▶ _Your assignment_: Scan the records for "positive". Show the matching lines.

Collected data
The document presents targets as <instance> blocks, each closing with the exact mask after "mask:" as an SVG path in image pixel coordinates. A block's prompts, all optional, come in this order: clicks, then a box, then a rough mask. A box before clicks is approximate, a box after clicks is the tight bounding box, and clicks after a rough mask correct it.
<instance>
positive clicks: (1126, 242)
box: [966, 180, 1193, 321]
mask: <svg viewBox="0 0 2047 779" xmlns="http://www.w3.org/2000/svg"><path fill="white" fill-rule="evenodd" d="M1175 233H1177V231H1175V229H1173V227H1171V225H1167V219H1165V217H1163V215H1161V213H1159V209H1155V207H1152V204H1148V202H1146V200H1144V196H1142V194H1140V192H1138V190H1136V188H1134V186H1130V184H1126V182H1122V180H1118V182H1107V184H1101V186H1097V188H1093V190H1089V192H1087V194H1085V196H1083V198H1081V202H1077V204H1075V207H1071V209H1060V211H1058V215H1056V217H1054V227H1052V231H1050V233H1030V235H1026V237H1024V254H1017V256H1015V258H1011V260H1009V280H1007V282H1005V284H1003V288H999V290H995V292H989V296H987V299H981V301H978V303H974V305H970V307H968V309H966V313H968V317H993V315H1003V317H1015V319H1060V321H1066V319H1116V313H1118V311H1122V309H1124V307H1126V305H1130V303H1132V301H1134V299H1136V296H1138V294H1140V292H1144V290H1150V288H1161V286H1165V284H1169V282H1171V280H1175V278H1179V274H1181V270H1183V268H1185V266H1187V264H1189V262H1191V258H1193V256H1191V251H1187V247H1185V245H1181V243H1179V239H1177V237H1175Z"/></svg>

==

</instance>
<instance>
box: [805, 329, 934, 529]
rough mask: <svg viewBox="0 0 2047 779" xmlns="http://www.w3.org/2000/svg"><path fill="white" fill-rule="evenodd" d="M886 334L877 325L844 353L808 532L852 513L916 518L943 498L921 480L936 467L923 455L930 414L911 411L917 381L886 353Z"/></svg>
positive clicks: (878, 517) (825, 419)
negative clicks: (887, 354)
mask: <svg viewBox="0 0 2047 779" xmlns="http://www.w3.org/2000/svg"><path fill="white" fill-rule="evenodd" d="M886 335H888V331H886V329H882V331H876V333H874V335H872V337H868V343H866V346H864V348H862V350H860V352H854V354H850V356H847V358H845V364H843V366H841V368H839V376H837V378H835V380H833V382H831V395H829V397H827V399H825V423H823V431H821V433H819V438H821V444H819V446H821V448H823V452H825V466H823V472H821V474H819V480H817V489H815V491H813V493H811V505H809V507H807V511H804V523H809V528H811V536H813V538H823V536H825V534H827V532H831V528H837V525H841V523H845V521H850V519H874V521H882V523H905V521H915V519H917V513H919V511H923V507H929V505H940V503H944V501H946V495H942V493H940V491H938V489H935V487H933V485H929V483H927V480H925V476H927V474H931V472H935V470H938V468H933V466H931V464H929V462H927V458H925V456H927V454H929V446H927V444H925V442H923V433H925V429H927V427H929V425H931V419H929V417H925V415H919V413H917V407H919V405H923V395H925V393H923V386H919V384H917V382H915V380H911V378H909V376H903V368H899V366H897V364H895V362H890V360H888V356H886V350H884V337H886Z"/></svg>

▶ _Result_:
positive clicks: (1126, 242)
positive clicks: (878, 517) (825, 419)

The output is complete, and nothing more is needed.